> [TASK DIRECTIONS]
Transcribe all of the records word for word, but omit the pictures.

> [RECORDS TO USE]

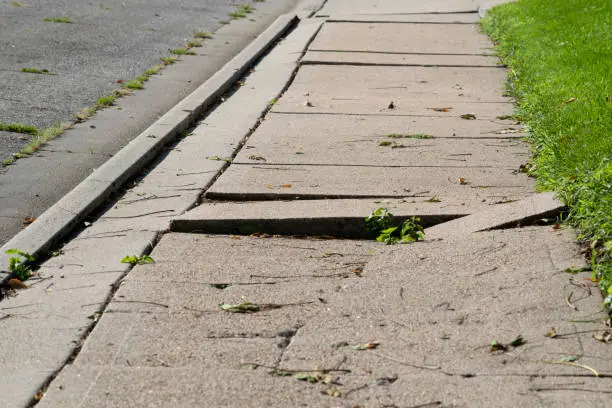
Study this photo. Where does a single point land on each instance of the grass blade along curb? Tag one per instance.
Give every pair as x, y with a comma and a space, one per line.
66, 214
558, 53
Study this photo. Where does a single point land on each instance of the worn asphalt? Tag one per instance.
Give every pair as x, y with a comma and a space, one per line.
106, 42
264, 290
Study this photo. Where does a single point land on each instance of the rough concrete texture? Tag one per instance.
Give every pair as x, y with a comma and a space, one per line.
342, 218
344, 323
403, 38
539, 207
105, 134
414, 91
243, 182
333, 7
431, 18
368, 58
324, 143
433, 321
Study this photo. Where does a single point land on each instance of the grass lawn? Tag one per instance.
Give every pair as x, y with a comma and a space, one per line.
559, 56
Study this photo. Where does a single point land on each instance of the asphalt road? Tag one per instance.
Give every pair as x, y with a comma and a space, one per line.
106, 42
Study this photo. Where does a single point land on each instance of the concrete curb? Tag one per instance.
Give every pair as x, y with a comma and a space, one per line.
59, 220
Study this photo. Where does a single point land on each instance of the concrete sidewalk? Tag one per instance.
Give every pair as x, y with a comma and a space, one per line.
395, 104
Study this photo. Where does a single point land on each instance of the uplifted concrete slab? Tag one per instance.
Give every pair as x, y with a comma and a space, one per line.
400, 6
421, 91
322, 142
244, 182
403, 38
508, 215
314, 217
371, 58
366, 127
432, 18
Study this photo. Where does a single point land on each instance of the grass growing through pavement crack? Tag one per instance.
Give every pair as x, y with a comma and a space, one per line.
380, 223
137, 259
30, 70
568, 111
64, 20
18, 128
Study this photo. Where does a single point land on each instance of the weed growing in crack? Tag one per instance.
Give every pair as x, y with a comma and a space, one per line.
137, 259
380, 223
19, 264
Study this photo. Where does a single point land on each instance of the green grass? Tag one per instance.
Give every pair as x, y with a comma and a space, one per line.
18, 128
410, 136
241, 11
182, 51
29, 70
168, 60
65, 20
559, 55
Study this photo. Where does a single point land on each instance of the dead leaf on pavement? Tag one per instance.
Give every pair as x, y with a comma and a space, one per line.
497, 346
367, 346
244, 307
16, 284
552, 333
604, 337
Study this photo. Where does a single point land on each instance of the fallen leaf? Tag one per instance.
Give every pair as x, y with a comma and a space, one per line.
552, 333
312, 378
506, 131
604, 337
244, 307
16, 284
497, 346
367, 346
334, 392
519, 341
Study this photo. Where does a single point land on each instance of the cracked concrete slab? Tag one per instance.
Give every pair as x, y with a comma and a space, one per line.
244, 182
433, 18
403, 38
358, 127
376, 58
421, 91
400, 7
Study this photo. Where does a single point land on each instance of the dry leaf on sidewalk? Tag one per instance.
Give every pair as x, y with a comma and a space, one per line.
367, 346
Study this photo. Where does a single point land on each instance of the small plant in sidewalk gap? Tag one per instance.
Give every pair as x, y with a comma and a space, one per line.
380, 223
18, 264
137, 259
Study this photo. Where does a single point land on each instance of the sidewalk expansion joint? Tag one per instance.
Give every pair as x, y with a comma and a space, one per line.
406, 53
390, 64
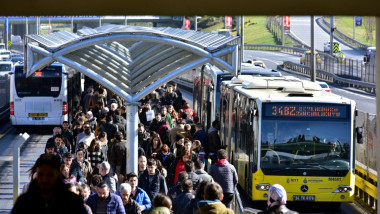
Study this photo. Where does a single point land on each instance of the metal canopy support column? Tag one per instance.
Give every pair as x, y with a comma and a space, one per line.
132, 137
377, 146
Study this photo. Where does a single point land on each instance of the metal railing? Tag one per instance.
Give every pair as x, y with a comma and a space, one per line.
326, 26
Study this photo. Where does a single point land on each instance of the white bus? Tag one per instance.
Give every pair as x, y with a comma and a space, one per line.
44, 98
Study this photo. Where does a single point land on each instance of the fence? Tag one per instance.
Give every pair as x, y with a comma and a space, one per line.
365, 157
326, 26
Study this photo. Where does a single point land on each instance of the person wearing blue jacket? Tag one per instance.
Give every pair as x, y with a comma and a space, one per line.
105, 202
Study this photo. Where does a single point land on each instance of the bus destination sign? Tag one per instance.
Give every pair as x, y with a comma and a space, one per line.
309, 110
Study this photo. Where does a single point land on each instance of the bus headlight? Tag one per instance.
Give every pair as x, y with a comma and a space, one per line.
263, 187
343, 188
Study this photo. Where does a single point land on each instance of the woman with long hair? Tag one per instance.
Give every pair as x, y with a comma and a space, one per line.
95, 155
153, 146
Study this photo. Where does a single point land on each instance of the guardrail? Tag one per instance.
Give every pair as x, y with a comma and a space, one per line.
287, 49
365, 186
324, 75
326, 26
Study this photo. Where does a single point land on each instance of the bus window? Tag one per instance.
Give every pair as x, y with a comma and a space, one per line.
46, 82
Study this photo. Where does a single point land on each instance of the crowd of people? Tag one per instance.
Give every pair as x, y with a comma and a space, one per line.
83, 169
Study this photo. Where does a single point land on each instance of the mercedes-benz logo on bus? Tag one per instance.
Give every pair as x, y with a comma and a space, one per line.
304, 188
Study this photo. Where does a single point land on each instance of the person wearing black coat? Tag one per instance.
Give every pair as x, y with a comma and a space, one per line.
183, 199
152, 181
48, 194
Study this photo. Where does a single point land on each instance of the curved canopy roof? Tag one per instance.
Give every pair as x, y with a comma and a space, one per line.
132, 61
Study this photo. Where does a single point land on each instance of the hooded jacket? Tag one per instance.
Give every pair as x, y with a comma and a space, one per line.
213, 207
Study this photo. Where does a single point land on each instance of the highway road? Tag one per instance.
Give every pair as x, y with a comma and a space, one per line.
300, 26
365, 101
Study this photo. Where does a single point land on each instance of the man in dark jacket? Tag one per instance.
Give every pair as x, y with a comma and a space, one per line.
118, 156
105, 202
224, 174
183, 199
152, 181
213, 141
109, 128
189, 168
47, 189
130, 205
74, 168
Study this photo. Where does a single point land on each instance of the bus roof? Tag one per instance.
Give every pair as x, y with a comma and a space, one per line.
293, 90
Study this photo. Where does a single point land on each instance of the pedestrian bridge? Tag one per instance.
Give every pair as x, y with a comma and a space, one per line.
132, 61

> [COMPLETED TASK]
Study this photo. Where does a single point land on each instance of the grass blade along curb? Tag one per instance.
Give every pair as x, y with a comma and a space, one per line.
66, 214
558, 53
Study this photo. Where does a single point land on each instance of the worn asphalt? Tag one per instance.
Give every pair as x, y with a comma and a space, one per line.
106, 42
264, 290
Study this photo. Where does a single point land on each instance of the rough concrete texture? Tag one per instance.
Give every pair as x, y with a comma and a space, one per line.
342, 218
344, 323
403, 38
539, 207
105, 134
414, 91
243, 182
333, 7
431, 18
368, 58
324, 143
433, 321
Study this photo. Where does a single point land on each instance of the grass lawn? Tag one per instance.
Give every pair as x, y with a comma and a space, one per line.
559, 56
Study this photo. Where does a single point land on each instance of the asphalt road? Tag one per instance.
Give every pair as x, y with a comma and a space, one per line.
106, 42
Study this photo. Where does a single point land on each instance of the concrete curb? Tag one per instance.
Give every pair as x, y with a comma and a space, one per line.
59, 220
Study this photo. Where does a single point land on each instance of the concrete sidewalk? Tag one per instance.
Give every pair as x, y with a comma and a space, one per line.
395, 104
Study this photo. Where does a single point land on each instance of the uplifted concrete slab? Tag one per instance.
Give every pair as x, y with a comma and a space, one per line.
400, 6
421, 91
322, 142
244, 182
403, 38
508, 215
314, 217
371, 58
366, 127
432, 18
Study this photo. Where does a single point land on each instance of the grass growing through pavement crack? Tag one per instance.
Give every pair as x, y with a comma and a space, one per line.
380, 223
137, 259
30, 70
568, 111
64, 20
18, 128
Study this photo. Where does a single point land on each instance of the weed growing in crack? Tag one per instance.
Give every pair as x, y with a comma and a space, one per line.
137, 259
380, 223
19, 264
Study this photo. Where does a single point land on each instance of the green grass? Tag one per instance.
Give every pair as x, y with a comma and a space, one per line.
18, 128
410, 136
241, 11
182, 51
29, 70
168, 60
65, 20
559, 55
Study this photo. Where does a single point land on each instance of the dead leaf on pavement? Tag one per instance.
Give every pair as x, y with a comma and a space, one per line.
497, 346
367, 346
244, 307
16, 284
552, 333
604, 337
Study this photo. Where does a single point land on each instance of the fallen leaf? Tag one per instance.
Give every pair as x, y with a comma and a space, one per line.
552, 333
312, 378
506, 131
604, 337
244, 307
16, 284
497, 346
367, 346
334, 392
519, 341
Study this photo. Where does a single point land on each instance of the cracked concrete slab? Tag one per instance.
Give every pair as x, y with a comma and a space, one per line.
244, 182
433, 18
403, 38
358, 127
376, 58
421, 91
400, 7
Study this photo. Where does a single point land on each instance of the dry leaf on sidewalk? Tag one per instance.
Give every pair as x, y with a comma and a space, one per line.
367, 346
Study this photo. Where does a single point land on each instance of the small plant in sidewalk gap? Tag one per instance.
Give every pair as x, y with a comma and a space, one per line.
380, 223
18, 264
137, 259
Study this photo. Where does a single point land on each instance of the sidewalk expansion joint? Tag one per instance.
Give every pair as x, y with a comma and a space, one per line.
406, 53
390, 64
Study this photo. Where does a single point land on each instance of the metal canopy support column? Tag one per instance.
Give every pair as x, y with a comma and a space, one per line.
132, 137
377, 146
Study this photo. Where does a single point land on each instance of the metal railing? Tag one per instance.
Give every pair as x, y with a comma and a space, one per line.
326, 26
Study this photo. Where does a single point land on each instance of the white bus? Tag one per instance.
Give every pair as x, y with a comma and a space, one per line.
44, 98
Study this photo. Where does a single point land on each instance of the fence? Tag one per instance.
Give every pair as x, y with a comma and a space, one per line.
365, 157
326, 26
Study this photo. Where does a single point land on each instance of the person wearing blue jacket? Tag one per instance.
Give every pair as x, y with a comma and a space, one per line.
105, 202
Study this photo. Where does a single point land on each instance of the bus destination sign? Tag one per instance.
Give every pair as x, y with a comma and a space, one per line.
309, 110
Study this photo. Where does a single point land on each instance of the bus headlight? Tag one per instance.
Give every pair as x, y with a comma and a space, one per line.
263, 187
343, 188
Study this photo. Where does a single point land on each instance of the woman with long hair? Tag one per instance.
Give every pair as x, y with a comma and a space, one per line.
95, 155
153, 146
Study this photo. Where does a single point land on each instance of the guardrail? Tag one per instance.
Give every pair as x, y with a comma and a space, one per line.
287, 49
365, 186
324, 75
326, 26
Study this photo. Where does a single point land on each instance of the bus window? Tag one per instance.
Give every pair as x, y with a comma and a space, one per line.
46, 82
Study this photo. Where does a single point land on each instance of the crowd of people? Tag one per instance.
Give every pair as x, y with a comma and a space, one per line.
83, 169
Study this photo. Where does a single point land on each instance of the mercedes-benz logo on bus? Tag one per instance.
Give every pair as x, y with a comma and a space, one per line.
304, 188
Study this photo. Where does a single point land on each instance of the person wearing black coat? Tag one per instance.
Give every pair as x, y with a comma and a space, one per line.
183, 199
152, 181
48, 194
Study this photo. Where does a single point land on each instance of the curved canopy roof? Tag one per instance.
Give every pair as x, y with a comma and a space, one per line.
132, 61
Study this photo. Where does a single point land on each instance of the hooded jacket? Tag one per instance.
Give every pair as x, y with a comma and a space, one per line.
213, 207
Study this photo. Where does a single point land on each instance of the highway road? Tag one per instance.
Give every pair as x, y with a comma and a space, one per line.
300, 26
365, 101
Study this photo. Where does a single point land on each instance of the man in dark jacket? Tag one per instance.
Give every pair as x, y with a comma and a space, one per line.
118, 156
105, 202
224, 174
183, 199
152, 181
213, 141
109, 128
189, 168
47, 189
130, 205
74, 168
Study this photo. Where does a single point land on each instance of the bus roof? Tag one per instance.
Give every pair as x, y with a comma and a space, one per line.
293, 90
Study this photo. Where does a single point land on each instance of the pedestrian bridge? Tag one per instance.
Give every pair as x, y with a comma and a space, one per line.
132, 61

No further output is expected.